* Supplied text *
Thames Tributary Falcon - Clapham Junction

Thames Tributary Falcon
The Falcon continues northwards but veers west towards the Thames.

TQ27387527

Very busy urban area based around a cross roads and the enormous railway station.  Old Department stores and cinemas, along with churches, modern cinemas, pubs, and a major arts centre and much else.


Post to the west Battersea York Road
Post to the south Wandsworth Common
Post to the east Clapham Common

Aliwal Road
The name commemorates a battle in the first Sikh War of 1846

Altenburg Gardens
1 St.Andrew's United Reform Church. Built as a Presbyterian church in 1886 with wooden shingled spire, which collapsed in 1977. The new building was opened in November 2002.
36 bought by local Catholics for a chapel. St Vincent de Paul Roman Catholic Church built in 1906-7 on the site of an orchard by Kelly & Dickie. Brick plus a mosaic design over the door.
Reference Library. Designed by the Borough Engineer, T. W.A. Hayward and built by direct labour 1927. Arts and Crafts and designed so an upper floor could be added. It remains One-storied, with a glass-roofed interior.
Bakery Place. Offices.
Telephone exchange.

Amies Street
Paper Mill. On this site before housing was built. Likely to have stood on or near the Heathwall ditch

Andoe Road
Old name for a small cul de sac north of the railway line, adjacent to the bus station
24 Railway Guard pub, long gone.
Station Works

Battersea Rise
Falcon. At Battersea Rise there used to be three ponds and lavender fields
25 The Merchant pub. Previously called Dixie’s
46 Frieda B pub
66a-66b The Goat pub. This was also O’Neills. It was a Temperance Hall which once had 21 billiard tables. It still has its original frontage with a prominent tower. Inside is a mural by a local street artist.
68 The Thomas Memorial Church of the Nazarene. Founded by Welsh businessman David Thomas as the Holiness Mission in 1907. It was an 18th house used as Board of Works Offices before the building of Battersea Town Hall.
85 B@1 pub 91a Adventure pub 110 The Duck Pub. With lots of fancy ironwork and a balcony. It was previously the Dog and Duck.
119 London Ambulance Service. Opened 1962 with three ambulances
145 St.Mark’s Infant School. Listed Grade II. Dated 1866 by Benjamin Ferry in red brick. Paid for by Philip Cazenove and land given by Earl Spencer.

* Exercise description *
Name each church identified by name in the Clapham Junction text above, along with the street heading it appears under.

* Entries supplied *
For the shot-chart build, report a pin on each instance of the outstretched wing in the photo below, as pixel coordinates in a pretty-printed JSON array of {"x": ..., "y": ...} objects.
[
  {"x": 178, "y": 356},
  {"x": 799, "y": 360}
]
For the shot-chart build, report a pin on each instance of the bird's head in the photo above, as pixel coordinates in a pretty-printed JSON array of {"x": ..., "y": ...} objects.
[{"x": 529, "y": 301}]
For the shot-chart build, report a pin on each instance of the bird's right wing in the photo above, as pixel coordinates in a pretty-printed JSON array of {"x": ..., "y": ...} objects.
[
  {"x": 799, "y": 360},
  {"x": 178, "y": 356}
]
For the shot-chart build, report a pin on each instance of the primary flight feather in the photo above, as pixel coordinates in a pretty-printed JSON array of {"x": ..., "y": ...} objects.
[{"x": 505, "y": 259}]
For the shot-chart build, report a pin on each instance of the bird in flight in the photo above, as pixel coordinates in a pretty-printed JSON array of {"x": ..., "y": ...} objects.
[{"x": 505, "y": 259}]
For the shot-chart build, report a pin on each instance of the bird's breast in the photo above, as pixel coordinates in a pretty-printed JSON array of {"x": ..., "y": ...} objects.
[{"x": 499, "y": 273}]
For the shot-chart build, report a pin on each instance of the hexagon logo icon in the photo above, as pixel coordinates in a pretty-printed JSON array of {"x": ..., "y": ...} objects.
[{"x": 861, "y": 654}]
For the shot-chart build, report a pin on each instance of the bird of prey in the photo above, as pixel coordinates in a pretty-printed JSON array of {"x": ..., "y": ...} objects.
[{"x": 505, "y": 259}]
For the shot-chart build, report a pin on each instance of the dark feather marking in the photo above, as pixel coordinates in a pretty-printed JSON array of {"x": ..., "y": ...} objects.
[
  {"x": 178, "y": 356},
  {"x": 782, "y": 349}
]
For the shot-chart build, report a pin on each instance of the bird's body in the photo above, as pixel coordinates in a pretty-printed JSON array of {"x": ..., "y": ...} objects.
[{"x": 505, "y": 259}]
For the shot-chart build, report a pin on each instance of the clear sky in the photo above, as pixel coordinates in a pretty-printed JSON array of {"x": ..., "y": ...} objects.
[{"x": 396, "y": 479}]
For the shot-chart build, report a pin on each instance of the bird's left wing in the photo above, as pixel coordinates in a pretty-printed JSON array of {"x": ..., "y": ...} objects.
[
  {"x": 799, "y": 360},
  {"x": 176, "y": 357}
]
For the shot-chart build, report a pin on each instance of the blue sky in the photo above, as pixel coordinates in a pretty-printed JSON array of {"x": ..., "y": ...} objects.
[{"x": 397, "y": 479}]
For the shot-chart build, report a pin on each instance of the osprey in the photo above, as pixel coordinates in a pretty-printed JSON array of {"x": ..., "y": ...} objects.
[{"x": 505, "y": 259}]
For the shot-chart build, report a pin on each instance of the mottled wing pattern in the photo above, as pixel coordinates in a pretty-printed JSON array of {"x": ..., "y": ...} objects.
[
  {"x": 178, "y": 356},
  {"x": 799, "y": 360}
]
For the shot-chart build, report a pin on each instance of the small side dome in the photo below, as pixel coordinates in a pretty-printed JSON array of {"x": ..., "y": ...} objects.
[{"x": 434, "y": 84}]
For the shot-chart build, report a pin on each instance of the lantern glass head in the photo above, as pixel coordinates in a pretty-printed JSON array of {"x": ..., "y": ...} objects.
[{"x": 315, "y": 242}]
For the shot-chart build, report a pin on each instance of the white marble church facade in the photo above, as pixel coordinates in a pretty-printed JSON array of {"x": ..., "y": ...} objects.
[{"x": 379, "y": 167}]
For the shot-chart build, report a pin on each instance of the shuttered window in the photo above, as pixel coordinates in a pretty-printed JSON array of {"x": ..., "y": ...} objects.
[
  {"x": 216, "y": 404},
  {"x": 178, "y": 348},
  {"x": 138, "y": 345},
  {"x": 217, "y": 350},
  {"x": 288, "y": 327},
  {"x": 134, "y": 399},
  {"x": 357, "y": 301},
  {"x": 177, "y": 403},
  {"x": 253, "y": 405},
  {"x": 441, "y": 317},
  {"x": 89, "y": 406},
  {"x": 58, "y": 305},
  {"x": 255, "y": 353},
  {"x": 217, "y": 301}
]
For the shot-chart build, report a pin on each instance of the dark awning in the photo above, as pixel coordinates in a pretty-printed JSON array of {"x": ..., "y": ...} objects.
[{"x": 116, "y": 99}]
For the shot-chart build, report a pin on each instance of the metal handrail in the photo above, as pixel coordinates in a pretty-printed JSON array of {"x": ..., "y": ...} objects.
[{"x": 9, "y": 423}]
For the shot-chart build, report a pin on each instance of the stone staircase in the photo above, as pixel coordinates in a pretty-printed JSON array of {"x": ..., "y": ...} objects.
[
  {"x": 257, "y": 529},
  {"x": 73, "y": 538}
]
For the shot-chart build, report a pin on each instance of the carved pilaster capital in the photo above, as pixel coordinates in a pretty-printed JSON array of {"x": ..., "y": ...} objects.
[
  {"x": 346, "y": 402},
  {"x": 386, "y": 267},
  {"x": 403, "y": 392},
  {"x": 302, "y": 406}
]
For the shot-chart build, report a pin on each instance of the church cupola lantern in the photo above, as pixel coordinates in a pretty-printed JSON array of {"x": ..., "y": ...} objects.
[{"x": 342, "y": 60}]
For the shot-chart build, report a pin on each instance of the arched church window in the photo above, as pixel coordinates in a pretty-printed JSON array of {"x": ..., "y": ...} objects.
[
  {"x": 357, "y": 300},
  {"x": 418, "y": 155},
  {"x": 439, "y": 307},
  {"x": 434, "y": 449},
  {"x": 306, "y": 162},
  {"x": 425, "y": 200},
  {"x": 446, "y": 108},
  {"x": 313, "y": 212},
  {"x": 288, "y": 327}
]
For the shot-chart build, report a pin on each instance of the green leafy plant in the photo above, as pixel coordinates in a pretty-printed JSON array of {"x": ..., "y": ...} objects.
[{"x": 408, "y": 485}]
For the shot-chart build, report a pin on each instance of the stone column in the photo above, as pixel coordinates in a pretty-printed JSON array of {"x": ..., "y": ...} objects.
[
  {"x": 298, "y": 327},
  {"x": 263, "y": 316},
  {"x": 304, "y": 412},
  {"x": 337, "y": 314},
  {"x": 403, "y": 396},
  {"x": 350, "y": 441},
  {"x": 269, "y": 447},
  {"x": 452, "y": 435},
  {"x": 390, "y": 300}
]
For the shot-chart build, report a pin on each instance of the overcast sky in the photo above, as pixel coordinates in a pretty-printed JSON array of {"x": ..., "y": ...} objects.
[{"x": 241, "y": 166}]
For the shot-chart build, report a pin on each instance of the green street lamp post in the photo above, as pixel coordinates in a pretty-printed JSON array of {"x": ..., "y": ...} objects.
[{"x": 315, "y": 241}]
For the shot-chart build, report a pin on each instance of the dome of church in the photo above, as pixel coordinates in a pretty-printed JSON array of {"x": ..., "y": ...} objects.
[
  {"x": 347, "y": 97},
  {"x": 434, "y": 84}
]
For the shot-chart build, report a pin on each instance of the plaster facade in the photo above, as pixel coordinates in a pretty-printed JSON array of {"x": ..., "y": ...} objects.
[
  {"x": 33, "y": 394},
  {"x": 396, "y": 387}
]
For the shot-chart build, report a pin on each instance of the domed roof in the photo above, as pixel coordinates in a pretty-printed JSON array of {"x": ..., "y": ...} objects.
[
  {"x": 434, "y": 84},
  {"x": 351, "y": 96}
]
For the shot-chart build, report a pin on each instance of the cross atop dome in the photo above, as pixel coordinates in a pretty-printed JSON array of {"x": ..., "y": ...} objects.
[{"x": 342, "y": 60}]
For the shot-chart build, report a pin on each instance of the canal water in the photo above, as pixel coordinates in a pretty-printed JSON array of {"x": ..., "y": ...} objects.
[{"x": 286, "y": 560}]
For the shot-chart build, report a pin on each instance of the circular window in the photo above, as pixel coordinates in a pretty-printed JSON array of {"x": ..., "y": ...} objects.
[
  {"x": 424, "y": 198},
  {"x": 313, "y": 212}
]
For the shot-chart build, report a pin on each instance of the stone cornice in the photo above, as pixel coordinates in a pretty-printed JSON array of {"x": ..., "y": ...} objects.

* Worked solution *
- St. Andrew's United Reform Church, Altenburg Gardens
- St Vincent de Paul Roman Catholic Church, Altenburg Gardens
- The Thomas Memorial Church of the Nazarene, Battersea Rise